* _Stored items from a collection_
····················
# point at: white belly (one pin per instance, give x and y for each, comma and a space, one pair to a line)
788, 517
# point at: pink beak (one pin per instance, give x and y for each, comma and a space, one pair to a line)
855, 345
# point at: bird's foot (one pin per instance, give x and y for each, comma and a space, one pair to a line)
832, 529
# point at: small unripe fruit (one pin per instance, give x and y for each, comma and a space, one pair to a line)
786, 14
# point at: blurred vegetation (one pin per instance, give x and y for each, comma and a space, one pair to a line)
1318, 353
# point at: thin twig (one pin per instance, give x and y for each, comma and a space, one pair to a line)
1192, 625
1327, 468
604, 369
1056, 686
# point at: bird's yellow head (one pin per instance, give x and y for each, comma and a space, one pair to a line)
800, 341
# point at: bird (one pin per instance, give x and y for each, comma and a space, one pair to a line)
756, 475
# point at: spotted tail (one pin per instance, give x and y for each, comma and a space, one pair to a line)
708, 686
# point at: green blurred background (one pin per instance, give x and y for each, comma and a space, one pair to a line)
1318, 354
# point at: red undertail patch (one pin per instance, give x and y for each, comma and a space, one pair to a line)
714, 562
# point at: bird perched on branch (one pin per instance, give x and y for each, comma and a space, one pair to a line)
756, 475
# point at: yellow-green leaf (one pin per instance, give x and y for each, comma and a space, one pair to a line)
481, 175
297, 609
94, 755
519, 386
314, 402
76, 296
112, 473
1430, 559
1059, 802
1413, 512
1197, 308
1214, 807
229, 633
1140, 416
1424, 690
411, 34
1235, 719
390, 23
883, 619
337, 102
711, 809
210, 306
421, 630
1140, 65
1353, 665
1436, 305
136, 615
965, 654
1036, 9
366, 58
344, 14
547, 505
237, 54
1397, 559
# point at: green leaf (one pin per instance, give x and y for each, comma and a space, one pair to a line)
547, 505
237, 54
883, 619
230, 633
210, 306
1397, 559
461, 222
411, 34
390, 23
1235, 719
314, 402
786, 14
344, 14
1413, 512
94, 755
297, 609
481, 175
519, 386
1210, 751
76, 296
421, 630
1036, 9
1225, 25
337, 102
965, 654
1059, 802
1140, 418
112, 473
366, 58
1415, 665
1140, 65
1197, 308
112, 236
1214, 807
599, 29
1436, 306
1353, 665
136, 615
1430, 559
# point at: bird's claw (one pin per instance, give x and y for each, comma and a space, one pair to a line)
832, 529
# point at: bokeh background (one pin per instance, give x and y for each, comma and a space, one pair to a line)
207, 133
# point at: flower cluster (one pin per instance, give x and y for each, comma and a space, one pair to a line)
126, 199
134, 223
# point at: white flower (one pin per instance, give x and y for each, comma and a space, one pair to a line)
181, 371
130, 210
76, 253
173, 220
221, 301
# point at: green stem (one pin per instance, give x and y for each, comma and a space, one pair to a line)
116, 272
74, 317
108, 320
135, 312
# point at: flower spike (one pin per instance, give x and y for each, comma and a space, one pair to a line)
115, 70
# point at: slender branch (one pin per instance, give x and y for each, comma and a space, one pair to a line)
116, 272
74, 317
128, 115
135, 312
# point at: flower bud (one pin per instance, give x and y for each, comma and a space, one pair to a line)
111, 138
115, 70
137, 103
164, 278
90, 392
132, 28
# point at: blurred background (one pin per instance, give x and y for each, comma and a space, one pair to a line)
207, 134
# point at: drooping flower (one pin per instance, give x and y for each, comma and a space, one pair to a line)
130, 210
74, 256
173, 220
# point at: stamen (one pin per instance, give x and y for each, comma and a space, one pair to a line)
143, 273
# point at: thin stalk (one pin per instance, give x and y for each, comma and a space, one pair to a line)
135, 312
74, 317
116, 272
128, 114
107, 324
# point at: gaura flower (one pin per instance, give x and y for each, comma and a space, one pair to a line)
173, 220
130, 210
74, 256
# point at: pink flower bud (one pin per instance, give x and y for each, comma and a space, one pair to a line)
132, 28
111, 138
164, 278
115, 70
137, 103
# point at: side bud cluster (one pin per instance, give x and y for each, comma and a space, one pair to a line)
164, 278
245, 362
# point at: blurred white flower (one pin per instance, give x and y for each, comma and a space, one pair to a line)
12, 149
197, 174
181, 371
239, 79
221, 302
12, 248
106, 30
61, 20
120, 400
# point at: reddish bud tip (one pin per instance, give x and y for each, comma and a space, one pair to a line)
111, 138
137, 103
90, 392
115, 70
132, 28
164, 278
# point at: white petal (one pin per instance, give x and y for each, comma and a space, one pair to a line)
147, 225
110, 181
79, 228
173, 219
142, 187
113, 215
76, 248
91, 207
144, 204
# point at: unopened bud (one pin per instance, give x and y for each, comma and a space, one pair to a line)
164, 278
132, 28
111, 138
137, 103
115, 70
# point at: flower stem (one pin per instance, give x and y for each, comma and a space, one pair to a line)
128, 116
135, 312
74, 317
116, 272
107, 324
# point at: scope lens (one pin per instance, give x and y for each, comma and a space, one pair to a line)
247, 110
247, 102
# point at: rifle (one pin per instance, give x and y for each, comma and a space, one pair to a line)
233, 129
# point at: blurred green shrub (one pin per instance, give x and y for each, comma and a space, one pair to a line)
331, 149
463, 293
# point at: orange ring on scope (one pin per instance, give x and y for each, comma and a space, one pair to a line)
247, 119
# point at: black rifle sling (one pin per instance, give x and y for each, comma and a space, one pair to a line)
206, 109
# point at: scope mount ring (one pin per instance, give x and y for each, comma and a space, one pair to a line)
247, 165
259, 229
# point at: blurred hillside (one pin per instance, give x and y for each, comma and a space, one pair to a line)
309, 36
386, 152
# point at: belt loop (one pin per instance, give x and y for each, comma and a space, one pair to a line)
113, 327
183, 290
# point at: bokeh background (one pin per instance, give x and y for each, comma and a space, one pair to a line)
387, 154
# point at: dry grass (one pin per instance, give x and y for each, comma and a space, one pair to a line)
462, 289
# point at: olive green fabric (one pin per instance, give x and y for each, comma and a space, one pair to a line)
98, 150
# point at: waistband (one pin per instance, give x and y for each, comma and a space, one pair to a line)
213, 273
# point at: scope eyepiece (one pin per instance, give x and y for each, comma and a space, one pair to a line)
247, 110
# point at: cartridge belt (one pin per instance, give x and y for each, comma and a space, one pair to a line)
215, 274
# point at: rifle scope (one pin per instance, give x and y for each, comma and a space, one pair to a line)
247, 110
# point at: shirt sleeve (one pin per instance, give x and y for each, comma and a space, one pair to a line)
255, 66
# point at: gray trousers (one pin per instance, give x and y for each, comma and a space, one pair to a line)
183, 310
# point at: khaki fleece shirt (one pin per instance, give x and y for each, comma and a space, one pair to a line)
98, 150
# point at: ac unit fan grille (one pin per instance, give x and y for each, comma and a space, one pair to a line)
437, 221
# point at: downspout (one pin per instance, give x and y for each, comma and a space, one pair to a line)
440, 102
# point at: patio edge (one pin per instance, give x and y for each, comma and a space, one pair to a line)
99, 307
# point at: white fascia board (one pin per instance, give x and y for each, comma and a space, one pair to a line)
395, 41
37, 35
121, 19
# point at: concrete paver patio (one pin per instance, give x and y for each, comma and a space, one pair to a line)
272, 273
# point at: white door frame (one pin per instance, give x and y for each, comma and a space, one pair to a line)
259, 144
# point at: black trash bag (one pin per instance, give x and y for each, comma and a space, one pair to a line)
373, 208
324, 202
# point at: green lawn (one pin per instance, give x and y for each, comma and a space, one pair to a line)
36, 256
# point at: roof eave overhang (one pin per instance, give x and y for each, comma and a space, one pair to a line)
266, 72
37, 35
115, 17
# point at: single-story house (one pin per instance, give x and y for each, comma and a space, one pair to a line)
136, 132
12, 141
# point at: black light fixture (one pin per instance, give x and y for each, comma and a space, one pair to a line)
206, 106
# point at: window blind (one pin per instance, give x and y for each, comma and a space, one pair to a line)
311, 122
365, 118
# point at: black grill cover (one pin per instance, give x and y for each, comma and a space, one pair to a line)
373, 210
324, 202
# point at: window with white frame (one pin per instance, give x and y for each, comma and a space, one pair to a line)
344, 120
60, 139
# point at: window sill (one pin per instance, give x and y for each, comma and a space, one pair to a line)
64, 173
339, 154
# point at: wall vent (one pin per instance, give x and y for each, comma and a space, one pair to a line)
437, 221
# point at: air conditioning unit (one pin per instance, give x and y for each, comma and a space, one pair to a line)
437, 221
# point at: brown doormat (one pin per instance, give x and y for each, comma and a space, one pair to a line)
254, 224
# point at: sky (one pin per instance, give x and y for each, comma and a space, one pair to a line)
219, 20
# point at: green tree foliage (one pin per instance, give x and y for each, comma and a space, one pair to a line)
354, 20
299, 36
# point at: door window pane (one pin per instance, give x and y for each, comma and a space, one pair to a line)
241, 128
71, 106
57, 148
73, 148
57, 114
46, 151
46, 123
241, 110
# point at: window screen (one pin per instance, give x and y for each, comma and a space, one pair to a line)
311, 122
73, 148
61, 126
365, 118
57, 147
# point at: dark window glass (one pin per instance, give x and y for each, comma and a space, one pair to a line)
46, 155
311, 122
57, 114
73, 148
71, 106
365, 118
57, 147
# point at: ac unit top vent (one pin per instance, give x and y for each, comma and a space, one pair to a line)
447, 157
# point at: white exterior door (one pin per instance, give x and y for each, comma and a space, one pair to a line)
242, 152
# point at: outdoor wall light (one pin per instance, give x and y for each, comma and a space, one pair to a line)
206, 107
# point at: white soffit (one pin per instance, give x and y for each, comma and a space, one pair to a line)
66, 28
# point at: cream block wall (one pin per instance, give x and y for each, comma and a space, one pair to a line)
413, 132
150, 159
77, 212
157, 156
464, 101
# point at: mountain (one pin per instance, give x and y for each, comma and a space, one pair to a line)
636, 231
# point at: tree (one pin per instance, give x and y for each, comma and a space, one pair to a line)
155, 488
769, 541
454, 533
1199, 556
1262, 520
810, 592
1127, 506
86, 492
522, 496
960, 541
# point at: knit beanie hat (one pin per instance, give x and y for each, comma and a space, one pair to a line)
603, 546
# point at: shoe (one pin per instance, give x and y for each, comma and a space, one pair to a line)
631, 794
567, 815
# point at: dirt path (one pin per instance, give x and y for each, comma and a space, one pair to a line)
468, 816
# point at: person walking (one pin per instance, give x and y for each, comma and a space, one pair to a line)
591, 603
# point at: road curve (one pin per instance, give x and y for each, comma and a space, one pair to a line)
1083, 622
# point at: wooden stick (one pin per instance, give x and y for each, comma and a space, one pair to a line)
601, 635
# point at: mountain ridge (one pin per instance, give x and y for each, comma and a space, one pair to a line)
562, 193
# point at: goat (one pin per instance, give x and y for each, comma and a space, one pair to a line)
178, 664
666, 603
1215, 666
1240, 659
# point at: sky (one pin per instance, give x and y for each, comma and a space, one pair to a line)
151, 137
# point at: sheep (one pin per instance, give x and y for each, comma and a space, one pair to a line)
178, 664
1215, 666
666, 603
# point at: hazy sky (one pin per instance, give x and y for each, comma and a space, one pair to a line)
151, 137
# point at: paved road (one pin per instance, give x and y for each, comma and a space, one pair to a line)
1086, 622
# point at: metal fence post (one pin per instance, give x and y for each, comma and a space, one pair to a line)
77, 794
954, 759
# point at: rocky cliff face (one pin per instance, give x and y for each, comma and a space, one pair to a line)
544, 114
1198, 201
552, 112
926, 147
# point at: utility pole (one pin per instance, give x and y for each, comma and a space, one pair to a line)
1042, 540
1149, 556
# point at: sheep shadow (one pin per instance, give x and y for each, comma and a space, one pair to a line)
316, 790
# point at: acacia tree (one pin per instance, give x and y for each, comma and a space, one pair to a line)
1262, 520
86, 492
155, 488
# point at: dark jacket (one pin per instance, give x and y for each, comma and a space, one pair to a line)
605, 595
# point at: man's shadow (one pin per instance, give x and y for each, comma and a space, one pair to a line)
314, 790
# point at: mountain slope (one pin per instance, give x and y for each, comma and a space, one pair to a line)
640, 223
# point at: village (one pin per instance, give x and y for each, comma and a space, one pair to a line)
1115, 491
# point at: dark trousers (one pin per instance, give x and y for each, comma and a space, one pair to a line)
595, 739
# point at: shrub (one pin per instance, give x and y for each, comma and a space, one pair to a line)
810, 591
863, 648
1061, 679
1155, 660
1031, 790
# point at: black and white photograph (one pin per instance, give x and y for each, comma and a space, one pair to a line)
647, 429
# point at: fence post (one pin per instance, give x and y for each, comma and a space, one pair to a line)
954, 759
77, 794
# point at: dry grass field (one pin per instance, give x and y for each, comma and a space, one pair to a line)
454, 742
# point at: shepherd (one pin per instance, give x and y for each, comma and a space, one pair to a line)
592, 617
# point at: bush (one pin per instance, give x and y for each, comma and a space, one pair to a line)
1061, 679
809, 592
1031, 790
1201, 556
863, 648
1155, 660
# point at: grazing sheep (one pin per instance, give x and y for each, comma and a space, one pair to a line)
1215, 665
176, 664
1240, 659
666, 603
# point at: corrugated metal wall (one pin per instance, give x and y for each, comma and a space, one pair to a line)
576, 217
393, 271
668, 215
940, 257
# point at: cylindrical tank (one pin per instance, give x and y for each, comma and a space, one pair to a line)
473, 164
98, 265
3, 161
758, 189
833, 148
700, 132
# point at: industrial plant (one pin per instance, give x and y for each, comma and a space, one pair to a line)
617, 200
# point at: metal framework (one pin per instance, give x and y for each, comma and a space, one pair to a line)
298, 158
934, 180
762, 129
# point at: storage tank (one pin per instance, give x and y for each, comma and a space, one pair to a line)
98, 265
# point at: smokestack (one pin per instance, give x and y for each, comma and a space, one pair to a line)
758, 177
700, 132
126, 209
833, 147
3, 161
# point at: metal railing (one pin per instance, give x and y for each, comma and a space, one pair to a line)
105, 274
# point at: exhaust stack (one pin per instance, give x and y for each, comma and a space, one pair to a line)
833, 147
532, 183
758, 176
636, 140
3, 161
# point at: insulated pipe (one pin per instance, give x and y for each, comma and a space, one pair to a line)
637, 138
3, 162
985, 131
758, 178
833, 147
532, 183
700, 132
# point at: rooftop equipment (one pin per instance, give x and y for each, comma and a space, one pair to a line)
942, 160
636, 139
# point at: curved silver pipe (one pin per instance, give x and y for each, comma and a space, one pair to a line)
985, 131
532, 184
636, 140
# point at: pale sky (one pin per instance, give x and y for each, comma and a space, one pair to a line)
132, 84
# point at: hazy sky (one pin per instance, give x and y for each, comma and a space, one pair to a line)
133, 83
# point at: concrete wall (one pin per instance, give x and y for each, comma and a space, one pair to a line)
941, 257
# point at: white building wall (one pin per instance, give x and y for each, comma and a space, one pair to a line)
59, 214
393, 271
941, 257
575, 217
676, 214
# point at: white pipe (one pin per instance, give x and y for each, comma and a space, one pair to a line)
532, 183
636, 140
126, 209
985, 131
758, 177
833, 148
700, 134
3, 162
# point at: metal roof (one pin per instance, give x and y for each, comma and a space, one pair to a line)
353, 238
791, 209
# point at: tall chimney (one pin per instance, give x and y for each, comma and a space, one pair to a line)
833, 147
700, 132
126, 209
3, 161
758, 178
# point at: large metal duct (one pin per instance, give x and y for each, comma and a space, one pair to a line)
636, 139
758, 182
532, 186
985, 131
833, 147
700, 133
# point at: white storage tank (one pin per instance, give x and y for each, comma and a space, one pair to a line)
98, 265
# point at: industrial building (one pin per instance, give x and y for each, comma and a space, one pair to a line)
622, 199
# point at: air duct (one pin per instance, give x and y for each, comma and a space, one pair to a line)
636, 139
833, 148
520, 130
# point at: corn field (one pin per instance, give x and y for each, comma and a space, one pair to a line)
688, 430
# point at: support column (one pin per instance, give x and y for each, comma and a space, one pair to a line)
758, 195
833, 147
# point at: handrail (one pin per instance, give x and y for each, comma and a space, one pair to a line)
····················
* _Instruction_
Your answer should consist only of the lines from the one with "# point at: metal roof" through the end of the data above, reproduced exactly.

* _Exercise response_
# point at: metal roof (one pin per instance, give x and y for each, comma and a space, one pair to a line)
353, 238
791, 209
# point at: tall chimney (one pin per instance, give x and y for each, comma and a space, one pair to a line)
833, 147
700, 132
126, 209
3, 161
758, 178
# point at: large metal duct (one pin per instance, give x and y for each, comma and a space, one pair to a line)
636, 139
758, 182
532, 186
985, 131
833, 147
700, 133
# point at: white storage tank (one pin per instance, give x and y for each, comma and a space, one pair to a line)
98, 265
# point at: industrial building (one pin per instance, give x and y for each, comma and a space, one pair to a line)
622, 199
# point at: air duct (one pin per instance, give x and y for each, comma and a space, one pair to a line)
636, 139
833, 148
520, 130
# point at: corn field (one pin per instance, give x and y for each, comma and a space, one pair to a line)
688, 430
# point at: support column (one pin per instance, give x and y for each, comma and a space, one pair to a line)
758, 195
833, 147
# point at: handrail (one pin per instance, give x and y for each, comma and a space, one pair to a line)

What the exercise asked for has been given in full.